> PROMPT 1
In the piece on college tuition, what is the practice called in which a school uses tuition money for financial aid to less fortunate students?
> PROMPT 2
Translate this sentence from the piece on college tuition into Spanish: "The new buildings are also usually not funded entirely by tuition."
> PROMPT 3
Write out, word for word, the stretch of the piece on college tuition from "Administrator salaries are" through "a student’s tuition.".

> DOCUMENT

────────────────────────────────────────

Why is College Tuition so high?

This is one of the most talked about issues in American politics today. There is no shortage of information (as well as misinformation) about this issue. I have seen lots of different experts posit different explanations for what has happened and many of them don’t actually make sense when you look at the hard numbers. There are some explanations though that are quite convincing as the hard numbers behind them definitely suggest the reason for the dramatic tuition increases we have seen. Additionally, when you think about those who had the power to control tuition costs and think about their incentives and responsibilities, it becomes clear that no one was really held accountable for rising tuition as the students and parents had no way of holding them accountable.


First, I will start with the explanations that fall short:

Administrator salaries are too high: While I do not dispute this fact, the salaries of those at the top when you look at a university budget are usually just a small percentage. At my alma mater, NYU, John Sexton makes $1.3 million while the university likely gets $600 million per year from undergrads (20,000 students who pay an average of $30,000 per year after scholarships and grants, according to the NYU website)

Too many fancy buildings: Again, by the numbers, buildings are not that expensive. While the price tag may be in the millions, that only amounts to thousands per student for the entire building in many cases. The new buildings are also usually not funded entirely by tuition. Additionally, they are not going to pay for it all at once and will likely have a long-term loan, thus further reducing its impact on a student’s tuition.


The explanation that college administrators love to posit is that the state governments are not funding education enough. According to the documentary Ivory Tower, Reagan said, “The state should not be funding intellectual curiosity.” In his time, college was not the necessity it has become today. This has not changed the conservative attitude however. We thus have a perfect storm of old attitudes but new conditions. In any case, while this does help explain tuition increases at public colleges, it does not explain private college tuition increases. I want this article to explain the problem more generally, so I will not delve too deep into this source of tuition increases. Wikipedia actually does a really job of explaining the main sources of increases and it has a multitude of links to reliable data on what has really caused the problem. For the rest of this article, I will take the facts from the article as well as many other articles and ask the question of who was held accountable. Spoiler Alert: No one.

One of the main reasons presented in the article is the practice of tuition discounting, whereby the school uses the tuition money for financial aid to less fortunate students. If we ended tuition discounting, the tuition would decrease, but the affordability of college would be adversely affected. We could increase the amount of federal money for education, but that is not likely to happen any time soon. In any case, tuition discounting is only a small part of the increase and it would not explain the lack of affordability of college and the increase in student loans.

────────────────────────────────────────

> DATA RECORDS
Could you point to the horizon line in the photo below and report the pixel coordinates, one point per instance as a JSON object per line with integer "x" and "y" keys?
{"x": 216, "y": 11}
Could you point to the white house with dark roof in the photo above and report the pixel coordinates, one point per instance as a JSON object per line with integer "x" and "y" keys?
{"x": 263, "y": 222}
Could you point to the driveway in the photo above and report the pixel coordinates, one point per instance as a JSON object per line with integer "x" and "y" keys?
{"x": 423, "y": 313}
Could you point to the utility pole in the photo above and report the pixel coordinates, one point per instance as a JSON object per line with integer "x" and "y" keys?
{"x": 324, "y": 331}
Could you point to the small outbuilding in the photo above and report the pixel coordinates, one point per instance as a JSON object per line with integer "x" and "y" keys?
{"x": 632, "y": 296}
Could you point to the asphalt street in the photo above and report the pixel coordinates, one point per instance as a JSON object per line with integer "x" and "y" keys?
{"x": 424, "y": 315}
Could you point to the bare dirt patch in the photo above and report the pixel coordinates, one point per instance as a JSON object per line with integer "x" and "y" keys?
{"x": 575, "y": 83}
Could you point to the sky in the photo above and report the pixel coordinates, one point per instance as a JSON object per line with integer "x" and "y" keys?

────────────────────────────────────────

> TASK OUTPUT 1
Tuition discounting.

> TASK OUTPUT 2
Además, los nuevos edificios no suelen financiarse en su totalidad con la matrícula.

> TASK OUTPUT 3
Administrator salaries are too high: While I do not dispute this fact, the salaries of those at the top when you look at a university budget are usually just a small percentage. At my alma mater, NYU, John Sexton makes $1.3 million while the university likely gets $600 million per year from undergrads (20,000 students who pay an average of $30,000 per year after scholarships and grants, according to the NYU website)

Too many fancy buildings: Again, by the numbers, buildings are not that expensive. While the price tag may be in the millions, that only amounts to thousands per student for the entire building in many cases. The new buildings are also usually not funded entirely by tuition. Additionally, they are not going to pay for it all at once and will likely have a long-term loan, thus further reducing its impact on a student’s tuition.